Source passage →

******

Let’s talk about nature. Nature has incredible ways of regulating itself. When any one species multiplies beyond the systems ability to sustain it, there is not enough food and the species in question begins to decline. But what happens when humans mess with this balance in nature?
I spent some time in Australia several years ago and learned about the introduction of the cane toad. The cane toad is a huge toad that eats beetles and Australia had a beetle problem in its sugar cane fields so they imported a bunch of cane toads, a species native to central America. The cane toad has few predators in Australia and those that do try to eat it are poisoned by a secretion from the toad’s glands. What’s worse, the toads, having no true predators have outcompeted native species for food. The upshot? Today, cane toads number in the hundreds of millions and are a huge pest. Perhaps disturbing the delicate balance of nature in this case was not so clever afterall.
But what about vaccination, a technique used to manipulate our immune systems. Is it possible that the noble idea of protecting us from disease actually has drawbacks? What if vaccination actually CAUSES immune system problems so that the immune system is impaired and can’t maintain that delicate balance that should preside inside our bodies?
Well a team of scientists in Japan, interested in understanding what causes autoimmune disease -where the body attacks its own tissues and systems – repeatedly vaccinated mice to evaluate what impact repeated vaccination might have on the immune system. What they found is quite interesting, if not alarming.
They repeatedly vaccinated mice that were not prone to developing autoimmune diseases with the same antigen. (An antigen is something that stimulates the immune system to produce antibodies and the presence of antibodies is believed to show that one is immune. The presence of autoantibodies shows that the body has developed an immune reaction against itself.)
So the scientists vaccinated these mice repeatedly with the same antigens – in some mice they vaccinated them two times, in some eight times and in some, twelve times. What happened was that the mice’s immune systems reacted such that they produced not only autoantibodies but also a certain type of immune cell that kills other cells which led to autoimmune tissue injury like that seen in lupus in humans. The authors go on to summarize: “We therefore conclude that systemic autoimmunity necessarily takes place when host’s immune ‘system’ is overstimulated by external disturbance, i.e., repeated exposure to antigen, to the levels that surpass system’s self-organized criticality, and propose here ‘self-organized criticality theory’ explaining the cause of autoimmunity.”
Put anther way, our immune system has an inbuilt mechanism enabling it to regulate the delicate balance between resting in a state of health and fighting invaders, when they occur. But when this delicate balance is disturbed, the immune system becomes stuck in this state of fighting and it fights not only the invaders, but also ourselves. Perhaps this is why we see an epidemic of allergies and autoimmune conditions like asthma, diabetes, lupus, multiple sclerosis, and more in the developed world.

******

What to do → Write out the article on vaccination and immune balance word for word, from the part that opens with the words "Put anther way, our" and closes with "the developed world.". The listing comes from a different source than the article on vaccination and immune balance.

******

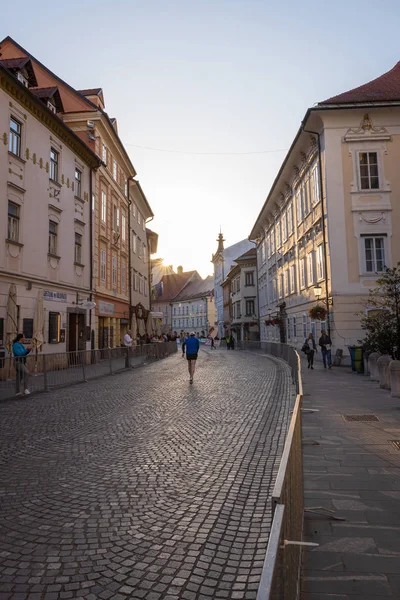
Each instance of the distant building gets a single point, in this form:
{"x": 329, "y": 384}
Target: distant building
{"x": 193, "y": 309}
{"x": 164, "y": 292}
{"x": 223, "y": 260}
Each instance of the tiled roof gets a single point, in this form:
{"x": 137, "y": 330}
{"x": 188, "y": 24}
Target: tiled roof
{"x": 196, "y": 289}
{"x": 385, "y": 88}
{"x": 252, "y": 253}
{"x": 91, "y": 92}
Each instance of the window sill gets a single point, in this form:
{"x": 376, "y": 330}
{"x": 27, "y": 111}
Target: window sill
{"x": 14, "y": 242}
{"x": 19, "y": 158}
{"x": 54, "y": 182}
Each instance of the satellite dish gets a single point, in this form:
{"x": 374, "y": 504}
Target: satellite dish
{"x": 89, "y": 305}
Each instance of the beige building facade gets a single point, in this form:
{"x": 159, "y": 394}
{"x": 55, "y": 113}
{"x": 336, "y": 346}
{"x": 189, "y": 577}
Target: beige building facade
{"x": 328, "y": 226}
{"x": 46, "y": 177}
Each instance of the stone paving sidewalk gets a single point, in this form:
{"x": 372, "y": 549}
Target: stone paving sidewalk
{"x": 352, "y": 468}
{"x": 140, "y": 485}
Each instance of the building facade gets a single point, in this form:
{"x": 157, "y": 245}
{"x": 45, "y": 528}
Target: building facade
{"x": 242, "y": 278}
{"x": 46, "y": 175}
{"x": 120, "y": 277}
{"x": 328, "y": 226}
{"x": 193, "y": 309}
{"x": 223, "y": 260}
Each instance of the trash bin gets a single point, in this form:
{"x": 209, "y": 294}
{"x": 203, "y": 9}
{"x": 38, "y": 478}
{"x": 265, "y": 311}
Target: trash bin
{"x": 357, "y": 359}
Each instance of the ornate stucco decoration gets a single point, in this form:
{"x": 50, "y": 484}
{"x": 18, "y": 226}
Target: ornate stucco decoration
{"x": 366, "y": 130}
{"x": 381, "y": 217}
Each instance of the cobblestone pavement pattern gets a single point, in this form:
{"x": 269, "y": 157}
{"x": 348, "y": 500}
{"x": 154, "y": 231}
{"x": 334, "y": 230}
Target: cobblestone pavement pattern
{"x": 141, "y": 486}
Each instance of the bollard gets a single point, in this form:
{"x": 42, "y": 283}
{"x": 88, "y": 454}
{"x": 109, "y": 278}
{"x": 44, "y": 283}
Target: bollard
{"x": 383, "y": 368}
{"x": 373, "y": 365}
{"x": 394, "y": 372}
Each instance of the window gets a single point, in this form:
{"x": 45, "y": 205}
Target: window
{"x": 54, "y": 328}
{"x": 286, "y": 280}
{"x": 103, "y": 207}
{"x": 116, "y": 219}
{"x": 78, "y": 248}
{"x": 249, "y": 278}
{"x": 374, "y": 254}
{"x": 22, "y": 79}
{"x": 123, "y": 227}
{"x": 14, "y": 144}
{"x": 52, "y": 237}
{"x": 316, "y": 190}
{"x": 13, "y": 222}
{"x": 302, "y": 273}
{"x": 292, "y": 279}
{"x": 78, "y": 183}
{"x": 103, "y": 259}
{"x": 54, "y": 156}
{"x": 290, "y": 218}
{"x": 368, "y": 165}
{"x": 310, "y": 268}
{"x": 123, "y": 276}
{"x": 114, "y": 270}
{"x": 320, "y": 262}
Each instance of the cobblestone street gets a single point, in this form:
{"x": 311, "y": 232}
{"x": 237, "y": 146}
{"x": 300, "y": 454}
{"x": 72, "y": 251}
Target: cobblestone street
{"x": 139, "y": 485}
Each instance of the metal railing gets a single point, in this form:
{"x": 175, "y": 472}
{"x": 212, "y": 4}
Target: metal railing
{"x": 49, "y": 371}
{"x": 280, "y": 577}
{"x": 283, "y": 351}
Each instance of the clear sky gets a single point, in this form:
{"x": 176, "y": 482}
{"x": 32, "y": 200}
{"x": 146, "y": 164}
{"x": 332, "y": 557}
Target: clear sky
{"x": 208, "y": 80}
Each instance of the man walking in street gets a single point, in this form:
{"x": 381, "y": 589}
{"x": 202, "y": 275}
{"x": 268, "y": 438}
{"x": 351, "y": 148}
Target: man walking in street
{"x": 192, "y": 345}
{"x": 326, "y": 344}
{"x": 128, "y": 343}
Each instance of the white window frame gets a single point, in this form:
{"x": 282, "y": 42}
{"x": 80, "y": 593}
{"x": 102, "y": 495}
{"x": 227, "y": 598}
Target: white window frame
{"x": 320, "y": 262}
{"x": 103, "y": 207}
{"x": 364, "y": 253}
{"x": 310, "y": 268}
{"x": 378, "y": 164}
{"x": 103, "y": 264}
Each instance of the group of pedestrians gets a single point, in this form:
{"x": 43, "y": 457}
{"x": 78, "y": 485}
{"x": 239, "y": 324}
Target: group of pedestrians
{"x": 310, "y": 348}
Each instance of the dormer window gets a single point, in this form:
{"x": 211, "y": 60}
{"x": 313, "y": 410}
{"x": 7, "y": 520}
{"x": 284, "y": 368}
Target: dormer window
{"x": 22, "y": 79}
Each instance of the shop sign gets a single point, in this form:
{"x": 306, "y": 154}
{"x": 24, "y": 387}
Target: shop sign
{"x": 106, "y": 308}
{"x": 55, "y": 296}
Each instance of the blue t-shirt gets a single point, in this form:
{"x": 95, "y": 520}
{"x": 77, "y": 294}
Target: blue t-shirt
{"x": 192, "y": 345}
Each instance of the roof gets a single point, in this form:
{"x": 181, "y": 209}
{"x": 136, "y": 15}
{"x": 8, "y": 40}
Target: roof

******

Response to the task →
Put anther way, our immune system has an inbuilt mechanism enabling it to regulate the delicate balance between resting in a state of health and fighting invaders, when they occur. But when this delicate balance is disturbed, the immune system becomes stuck in this state of fighting and it fights not only the invaders, but also ourselves. Perhaps this is why we see an epidemic of allergies and autoimmune conditions like asthma, diabetes, lupus, multiple sclerosis, and more in the developed world.